%%

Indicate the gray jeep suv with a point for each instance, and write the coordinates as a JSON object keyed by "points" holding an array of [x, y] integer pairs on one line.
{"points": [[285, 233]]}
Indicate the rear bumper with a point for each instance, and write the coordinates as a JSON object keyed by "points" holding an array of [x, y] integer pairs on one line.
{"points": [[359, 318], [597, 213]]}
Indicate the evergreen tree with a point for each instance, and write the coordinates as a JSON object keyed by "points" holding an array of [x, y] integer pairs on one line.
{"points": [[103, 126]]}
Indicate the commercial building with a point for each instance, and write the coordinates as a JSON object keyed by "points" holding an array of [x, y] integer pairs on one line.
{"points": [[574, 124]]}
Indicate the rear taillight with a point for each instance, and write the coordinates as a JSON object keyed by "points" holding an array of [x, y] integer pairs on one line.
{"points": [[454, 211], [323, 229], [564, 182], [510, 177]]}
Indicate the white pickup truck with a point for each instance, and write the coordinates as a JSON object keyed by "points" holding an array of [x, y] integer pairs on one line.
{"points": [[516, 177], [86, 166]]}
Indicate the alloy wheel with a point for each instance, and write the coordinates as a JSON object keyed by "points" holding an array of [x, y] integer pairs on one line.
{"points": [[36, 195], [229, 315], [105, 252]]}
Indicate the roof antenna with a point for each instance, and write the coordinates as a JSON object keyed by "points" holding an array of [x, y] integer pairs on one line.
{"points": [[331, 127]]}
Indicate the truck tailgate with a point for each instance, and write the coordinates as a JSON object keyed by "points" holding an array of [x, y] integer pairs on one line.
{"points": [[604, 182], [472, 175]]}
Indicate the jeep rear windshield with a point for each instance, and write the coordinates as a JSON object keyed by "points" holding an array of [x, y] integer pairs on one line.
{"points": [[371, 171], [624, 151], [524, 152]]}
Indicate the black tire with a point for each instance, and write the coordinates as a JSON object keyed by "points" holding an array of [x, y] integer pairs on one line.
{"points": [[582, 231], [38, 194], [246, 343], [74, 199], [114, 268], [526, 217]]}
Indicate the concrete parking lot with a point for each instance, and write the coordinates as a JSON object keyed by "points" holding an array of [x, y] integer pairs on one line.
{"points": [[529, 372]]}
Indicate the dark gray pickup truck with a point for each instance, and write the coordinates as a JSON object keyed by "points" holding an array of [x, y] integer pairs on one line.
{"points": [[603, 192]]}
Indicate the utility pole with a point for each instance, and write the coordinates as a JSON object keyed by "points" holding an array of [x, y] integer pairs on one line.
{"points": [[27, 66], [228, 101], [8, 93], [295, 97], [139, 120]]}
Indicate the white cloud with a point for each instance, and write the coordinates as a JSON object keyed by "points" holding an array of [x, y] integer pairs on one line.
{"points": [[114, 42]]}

%%

_EXERCISE GOAL:_
Please rewrite the records from the line with "Indicate the white cloud" through the end of the records, putting "gray cloud" in place of "white cloud" and keeping everything else the same. Give only those lines.

_FINISHED ANSWER:_
Indicate the gray cloud with a point for each instance, and write the coordinates as a JSON object keyed by "points" holding an array of [x, y] integer pairs on one line.
{"points": [[114, 42]]}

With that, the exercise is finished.